Entries from a point annotation set
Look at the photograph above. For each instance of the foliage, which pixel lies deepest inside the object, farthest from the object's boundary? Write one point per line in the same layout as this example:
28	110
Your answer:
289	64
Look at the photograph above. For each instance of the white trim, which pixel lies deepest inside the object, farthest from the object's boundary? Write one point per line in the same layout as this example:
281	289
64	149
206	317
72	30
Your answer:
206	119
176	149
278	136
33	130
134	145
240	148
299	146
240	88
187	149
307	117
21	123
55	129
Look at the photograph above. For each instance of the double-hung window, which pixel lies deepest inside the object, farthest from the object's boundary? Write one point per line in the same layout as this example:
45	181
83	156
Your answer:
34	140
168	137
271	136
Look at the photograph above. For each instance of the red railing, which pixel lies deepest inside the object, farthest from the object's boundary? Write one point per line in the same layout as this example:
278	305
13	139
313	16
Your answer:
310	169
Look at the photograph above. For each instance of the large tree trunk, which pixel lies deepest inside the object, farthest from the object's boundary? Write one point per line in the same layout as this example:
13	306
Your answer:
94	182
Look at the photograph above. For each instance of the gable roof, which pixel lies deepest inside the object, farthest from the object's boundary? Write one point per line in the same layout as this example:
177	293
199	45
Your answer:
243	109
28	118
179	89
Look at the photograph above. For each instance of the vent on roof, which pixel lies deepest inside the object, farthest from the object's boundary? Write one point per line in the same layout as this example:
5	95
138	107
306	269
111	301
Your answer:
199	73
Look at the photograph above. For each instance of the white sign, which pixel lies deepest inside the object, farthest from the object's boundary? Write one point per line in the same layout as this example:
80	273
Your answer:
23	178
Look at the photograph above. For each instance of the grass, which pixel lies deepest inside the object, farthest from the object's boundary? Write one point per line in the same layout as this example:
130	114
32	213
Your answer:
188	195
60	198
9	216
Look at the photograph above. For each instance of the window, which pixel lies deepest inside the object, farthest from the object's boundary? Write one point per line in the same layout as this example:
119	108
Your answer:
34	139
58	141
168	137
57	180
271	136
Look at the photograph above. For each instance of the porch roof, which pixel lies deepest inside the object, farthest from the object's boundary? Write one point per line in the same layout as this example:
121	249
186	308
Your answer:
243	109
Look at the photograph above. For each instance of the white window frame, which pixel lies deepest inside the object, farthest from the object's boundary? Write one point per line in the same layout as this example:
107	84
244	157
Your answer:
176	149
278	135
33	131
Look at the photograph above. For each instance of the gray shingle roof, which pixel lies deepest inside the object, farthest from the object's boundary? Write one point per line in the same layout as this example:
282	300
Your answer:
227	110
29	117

### AIM OF THE EXERCISE
Locate the line that contains "Look at the photograph above. For each instance of the porch". Repeat it and every line after it, up to and including the final line, exactly.

### THE RESPONSE
Look at the photograph above. For each instance of the porch roof, which pixel lies deepest inside the object, farthest from the object's boundary? Write one point per line in the same layout as this example:
121	249
186	308
Your answer:
243	109
Look at the photograph above. For each instance of the white window frame, which pixel lies deepest inside the object, farthest from the object's boundary? Write one point per line in the same layout as this example:
107	84
244	157
Your answer:
176	149
278	135
33	131
Look at the photograph above. For each instance of the gray shingle roof, which pixel lies deepest inside the object, farthest from the object's boundary? Write one point per line in the same layout as this example:
282	300
Your answer:
227	110
29	117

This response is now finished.